The data that follows is to be copied exactly, with each image removed.

* * * *

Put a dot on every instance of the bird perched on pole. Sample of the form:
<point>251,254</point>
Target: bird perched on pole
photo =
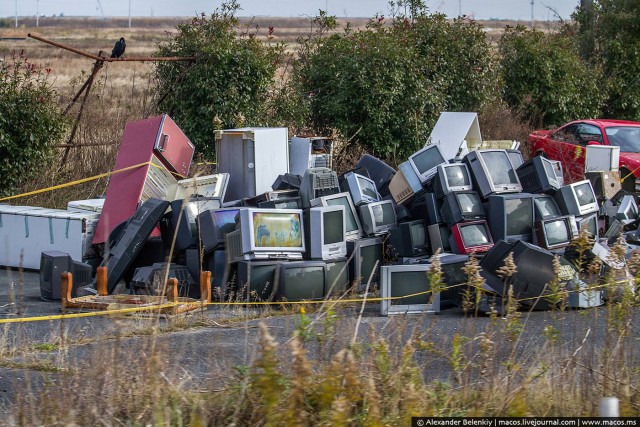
<point>118,49</point>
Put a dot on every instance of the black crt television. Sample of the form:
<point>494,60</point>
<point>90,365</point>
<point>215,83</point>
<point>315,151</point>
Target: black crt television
<point>462,206</point>
<point>301,280</point>
<point>452,177</point>
<point>405,290</point>
<point>409,239</point>
<point>511,216</point>
<point>545,207</point>
<point>539,175</point>
<point>577,199</point>
<point>492,172</point>
<point>52,265</point>
<point>425,162</point>
<point>214,225</point>
<point>255,280</point>
<point>365,257</point>
<point>337,278</point>
<point>130,241</point>
<point>554,233</point>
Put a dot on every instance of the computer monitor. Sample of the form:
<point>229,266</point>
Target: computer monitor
<point>409,239</point>
<point>300,280</point>
<point>539,175</point>
<point>554,233</point>
<point>492,172</point>
<point>325,232</point>
<point>214,225</point>
<point>470,237</point>
<point>577,198</point>
<point>592,224</point>
<point>511,216</point>
<point>183,220</point>
<point>52,265</point>
<point>405,290</point>
<point>545,207</point>
<point>452,177</point>
<point>378,218</point>
<point>628,210</point>
<point>462,206</point>
<point>362,189</point>
<point>439,235</point>
<point>516,157</point>
<point>317,182</point>
<point>267,234</point>
<point>363,255</point>
<point>353,226</point>
<point>425,161</point>
<point>255,280</point>
<point>289,203</point>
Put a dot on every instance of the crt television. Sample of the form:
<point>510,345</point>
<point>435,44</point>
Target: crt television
<point>405,290</point>
<point>353,226</point>
<point>492,172</point>
<point>52,265</point>
<point>452,177</point>
<point>362,189</point>
<point>267,234</point>
<point>554,233</point>
<point>577,198</point>
<point>539,175</point>
<point>214,225</point>
<point>545,207</point>
<point>378,218</point>
<point>300,280</point>
<point>425,161</point>
<point>462,206</point>
<point>471,237</point>
<point>326,232</point>
<point>409,239</point>
<point>511,216</point>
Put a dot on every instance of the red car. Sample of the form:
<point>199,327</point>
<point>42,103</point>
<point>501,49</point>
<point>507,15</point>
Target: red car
<point>567,144</point>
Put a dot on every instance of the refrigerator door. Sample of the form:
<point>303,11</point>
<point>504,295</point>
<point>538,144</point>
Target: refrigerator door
<point>173,147</point>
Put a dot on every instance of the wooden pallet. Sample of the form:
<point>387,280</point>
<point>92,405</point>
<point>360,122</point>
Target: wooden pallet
<point>170,304</point>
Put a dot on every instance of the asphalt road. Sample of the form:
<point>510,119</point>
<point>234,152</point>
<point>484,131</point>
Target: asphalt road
<point>200,354</point>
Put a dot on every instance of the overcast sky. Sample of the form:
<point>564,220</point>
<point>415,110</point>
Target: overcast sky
<point>480,9</point>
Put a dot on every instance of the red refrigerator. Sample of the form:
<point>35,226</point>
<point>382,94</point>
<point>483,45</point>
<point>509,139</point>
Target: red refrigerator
<point>157,140</point>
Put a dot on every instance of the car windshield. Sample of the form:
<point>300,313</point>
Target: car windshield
<point>625,137</point>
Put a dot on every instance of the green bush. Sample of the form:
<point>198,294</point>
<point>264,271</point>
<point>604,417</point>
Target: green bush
<point>30,123</point>
<point>385,86</point>
<point>227,85</point>
<point>546,80</point>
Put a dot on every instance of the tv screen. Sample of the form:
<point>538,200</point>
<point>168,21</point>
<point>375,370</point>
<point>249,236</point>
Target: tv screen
<point>584,194</point>
<point>499,168</point>
<point>519,216</point>
<point>226,221</point>
<point>383,214</point>
<point>409,283</point>
<point>352,225</point>
<point>367,187</point>
<point>277,229</point>
<point>457,176</point>
<point>427,159</point>
<point>418,234</point>
<point>302,283</point>
<point>333,226</point>
<point>474,235</point>
<point>557,232</point>
<point>470,204</point>
<point>547,207</point>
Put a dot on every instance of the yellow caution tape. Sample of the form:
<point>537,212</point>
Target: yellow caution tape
<point>83,180</point>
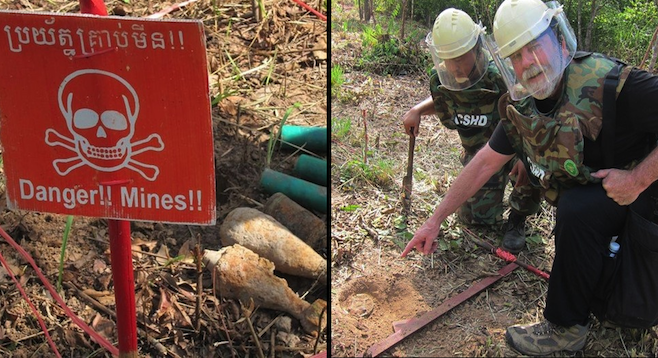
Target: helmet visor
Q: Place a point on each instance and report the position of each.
(461, 72)
(536, 68)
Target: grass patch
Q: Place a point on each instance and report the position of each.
(340, 128)
(337, 79)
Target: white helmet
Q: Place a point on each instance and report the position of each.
(518, 23)
(455, 35)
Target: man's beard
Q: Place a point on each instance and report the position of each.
(543, 85)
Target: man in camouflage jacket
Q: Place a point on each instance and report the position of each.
(469, 107)
(553, 120)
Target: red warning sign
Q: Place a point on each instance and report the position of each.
(106, 117)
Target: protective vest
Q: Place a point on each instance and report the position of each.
(472, 112)
(552, 145)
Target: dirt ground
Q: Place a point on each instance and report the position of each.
(372, 287)
(249, 111)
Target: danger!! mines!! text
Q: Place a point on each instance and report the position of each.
(131, 197)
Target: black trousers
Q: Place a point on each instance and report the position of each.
(585, 223)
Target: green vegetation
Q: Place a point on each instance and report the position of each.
(384, 53)
(340, 128)
(65, 239)
(337, 79)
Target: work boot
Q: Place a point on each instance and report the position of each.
(544, 338)
(514, 238)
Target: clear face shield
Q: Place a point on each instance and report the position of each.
(536, 68)
(461, 72)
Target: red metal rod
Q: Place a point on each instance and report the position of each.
(414, 324)
(505, 255)
(120, 253)
(124, 286)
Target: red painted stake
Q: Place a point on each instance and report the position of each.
(124, 286)
(120, 254)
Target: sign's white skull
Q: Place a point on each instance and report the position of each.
(100, 109)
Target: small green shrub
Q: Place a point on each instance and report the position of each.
(337, 79)
(340, 127)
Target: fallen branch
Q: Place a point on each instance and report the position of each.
(160, 14)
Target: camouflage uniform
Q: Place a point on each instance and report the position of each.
(552, 147)
(474, 114)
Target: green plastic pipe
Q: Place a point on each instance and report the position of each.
(313, 139)
(306, 194)
(312, 169)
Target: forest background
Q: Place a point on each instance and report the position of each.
(379, 70)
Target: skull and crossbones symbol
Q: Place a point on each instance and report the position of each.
(100, 109)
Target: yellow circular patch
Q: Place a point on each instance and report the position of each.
(571, 167)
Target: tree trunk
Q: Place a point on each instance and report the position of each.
(367, 10)
(360, 2)
(652, 64)
(590, 26)
(404, 12)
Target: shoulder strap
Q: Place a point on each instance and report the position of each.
(609, 115)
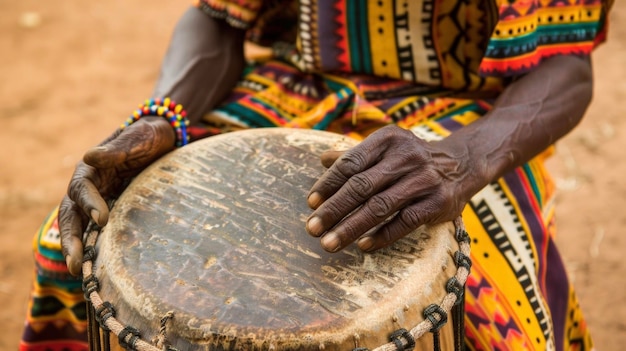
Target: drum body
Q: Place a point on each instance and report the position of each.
(212, 237)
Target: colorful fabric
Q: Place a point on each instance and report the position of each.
(402, 62)
(461, 45)
(56, 319)
(518, 295)
(528, 32)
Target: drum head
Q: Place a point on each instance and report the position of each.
(215, 233)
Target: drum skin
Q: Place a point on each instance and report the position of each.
(214, 232)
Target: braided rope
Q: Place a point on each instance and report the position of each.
(116, 327)
(448, 301)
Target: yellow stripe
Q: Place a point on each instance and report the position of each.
(521, 218)
(380, 18)
(503, 280)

* * * *

Result for this task
Put a dot on every instance of the bird perched on pole. Sample of the form:
<point>251,254</point>
Target: bird perched on pole
photo =
<point>118,49</point>
Put a dot on every instance of the black crt television. Sample of the form:
<point>494,60</point>
<point>90,365</point>
<point>215,83</point>
<point>315,151</point>
Target: black crt television
<point>462,206</point>
<point>301,280</point>
<point>452,177</point>
<point>405,290</point>
<point>409,239</point>
<point>511,216</point>
<point>545,207</point>
<point>539,175</point>
<point>577,199</point>
<point>492,172</point>
<point>52,265</point>
<point>425,162</point>
<point>214,225</point>
<point>255,280</point>
<point>365,257</point>
<point>337,278</point>
<point>130,241</point>
<point>554,233</point>
Put a dot on every instance of the computer monitor. Sample of the form:
<point>229,266</point>
Target: computer monitor
<point>409,239</point>
<point>300,280</point>
<point>539,175</point>
<point>554,233</point>
<point>492,172</point>
<point>325,232</point>
<point>214,225</point>
<point>470,237</point>
<point>577,198</point>
<point>592,224</point>
<point>511,216</point>
<point>183,220</point>
<point>52,265</point>
<point>405,290</point>
<point>545,207</point>
<point>452,177</point>
<point>378,218</point>
<point>628,210</point>
<point>462,206</point>
<point>362,189</point>
<point>439,235</point>
<point>516,157</point>
<point>317,182</point>
<point>267,234</point>
<point>363,255</point>
<point>353,226</point>
<point>425,161</point>
<point>255,280</point>
<point>289,203</point>
Put a dot on every instance of the crt television. Sample of the form:
<point>510,345</point>
<point>435,44</point>
Target: crt television
<point>405,290</point>
<point>353,226</point>
<point>492,172</point>
<point>52,265</point>
<point>452,177</point>
<point>362,189</point>
<point>267,234</point>
<point>554,233</point>
<point>577,198</point>
<point>539,175</point>
<point>214,225</point>
<point>545,207</point>
<point>378,218</point>
<point>300,280</point>
<point>425,161</point>
<point>462,206</point>
<point>471,237</point>
<point>326,232</point>
<point>409,239</point>
<point>511,216</point>
Put a dot on every instance of the red car. Sample of the form:
<point>199,327</point>
<point>42,103</point>
<point>501,49</point>
<point>507,15</point>
Target: red car
<point>567,144</point>
Put a dot on every instance of the refrigerator door. Sample of the form:
<point>303,11</point>
<point>504,295</point>
<point>538,144</point>
Target: refrigerator door
<point>173,147</point>
Put a dot on every instance of the wooden pallet. Sample of the form:
<point>387,280</point>
<point>92,405</point>
<point>360,122</point>
Target: wooden pallet
<point>170,304</point>
Put a dot on every instance of the asphalt road. Sample of the form:
<point>510,119</point>
<point>234,152</point>
<point>484,131</point>
Target: asphalt road
<point>200,354</point>
Put a dot on every instance of the overcast sky. Sample of the form:
<point>564,220</point>
<point>415,110</point>
Target: overcast sky
<point>480,9</point>
Put a dot on every instance of the red refrigerator. Sample of the form:
<point>35,226</point>
<point>382,94</point>
<point>483,45</point>
<point>509,139</point>
Target: red refrigerator
<point>157,140</point>
Put a dot on every instance of the car windshield. Sample of the form:
<point>300,313</point>
Target: car windshield
<point>625,137</point>
Put a dot on every instance of the green bush. Sample of the form:
<point>198,294</point>
<point>264,271</point>
<point>604,417</point>
Target: green bush
<point>30,123</point>
<point>385,86</point>
<point>227,85</point>
<point>546,80</point>
Put a dot on every instance of the tv screen. Sample of the form:
<point>538,200</point>
<point>168,21</point>
<point>375,370</point>
<point>249,236</point>
Target: tv screen
<point>584,194</point>
<point>499,168</point>
<point>519,216</point>
<point>226,221</point>
<point>383,214</point>
<point>409,283</point>
<point>352,225</point>
<point>367,187</point>
<point>277,229</point>
<point>457,176</point>
<point>427,159</point>
<point>418,234</point>
<point>302,283</point>
<point>333,226</point>
<point>474,235</point>
<point>557,232</point>
<point>470,204</point>
<point>547,207</point>
Put a dot on every instance of the yellow caution tape. Sample of the form:
<point>537,212</point>
Target: yellow caution tape
<point>83,180</point>
Target: helmet visor
Q: Place a point on each instance and report the position of each.
(461, 72)
(536, 68)
Target: grass patch
Q: Place a point on each instance and report the position of each.
(340, 128)
(337, 79)
Target: white helmet
Q: Place a point on each instance and report the position of each.
(518, 23)
(455, 35)
Target: man's beard
Q: Place a point on each instance and report the position of each.
(543, 85)
Target: man in camouflage jacket
Q: Place a point on each instance and report the position of each.
(469, 107)
(553, 120)
Target: red warning sign
Q: Place a point on each instance and report the position of each.
(106, 117)
Target: protective vest
Q: Place a point on each instance and report the position of each.
(472, 112)
(552, 145)
Target: dirt ground
Q: Place a point on each instance and report the position of each.
(372, 287)
(249, 111)
Target: danger!! mines!! text
Q: Place a point on each instance and report the position of each.
(131, 197)
Target: black trousers
Q: Place a point on each instance and report the position of each.
(585, 223)
Target: green vegetation
Q: Place a point on each instance and report the position of each.
(384, 53)
(340, 128)
(65, 239)
(337, 79)
Target: work boot
Q: Place a point on each instance and report the position of each.
(544, 338)
(514, 238)
Target: clear face shield
Q: Place a point on each instance and report the position of each.
(536, 68)
(461, 72)
Target: red metal rod
Q: Place a point on each instance and report the position of each.
(414, 324)
(505, 255)
(120, 253)
(124, 286)
Target: red painted stake
Q: Place a point on each instance and report the position of each.
(124, 286)
(120, 254)
Target: sign's white skull
Q: Place a point on each instance and report the position of each.
(100, 109)
Target: small green shrub
Q: Place a point on each instance and report the position of each.
(337, 79)
(340, 127)
Target: fallen branch
Q: Place a point on each instance and report the position of each.
(160, 14)
Target: camouflage uniform
Q: Place a point on each instance and report the position of each.
(552, 147)
(474, 114)
Target: green plastic pipe
Q: Place a point on each instance and report the position of each.
(313, 139)
(306, 194)
(312, 169)
Target: forest background
Q: Place a point on each instance and report the position of each.
(379, 70)
Target: skull and crossbones symbol
Q: Place a point on each instance and report the position of each.
(100, 109)
Target: yellow circular patch
Q: Place a point on each instance and report the position of each.
(571, 167)
Target: tree trunk
Q: Place a point on each instance and report the position of each.
(367, 10)
(360, 2)
(652, 64)
(590, 26)
(404, 12)
Target: shoulder strap
Q: Place a point on each instance and report the position of each.
(609, 115)
Target: drum body
Q: Place a point on each instance and report the position of each.
(212, 237)
Target: colorful fabric
Q: Place a point on each instance and report the position of each.
(402, 62)
(461, 45)
(56, 319)
(518, 295)
(528, 32)
Target: drum head
Q: Place a point on each instance and report the position of each.
(215, 233)
Target: drum skin
Q: Place a point on each instance and report the position of each.
(214, 232)
Target: braided rope
Q: Place a point on each instance and report the position of each.
(116, 327)
(448, 301)
Target: yellow stripe
Q: Place a point on each instance and report the position of each.
(521, 218)
(380, 18)
(503, 280)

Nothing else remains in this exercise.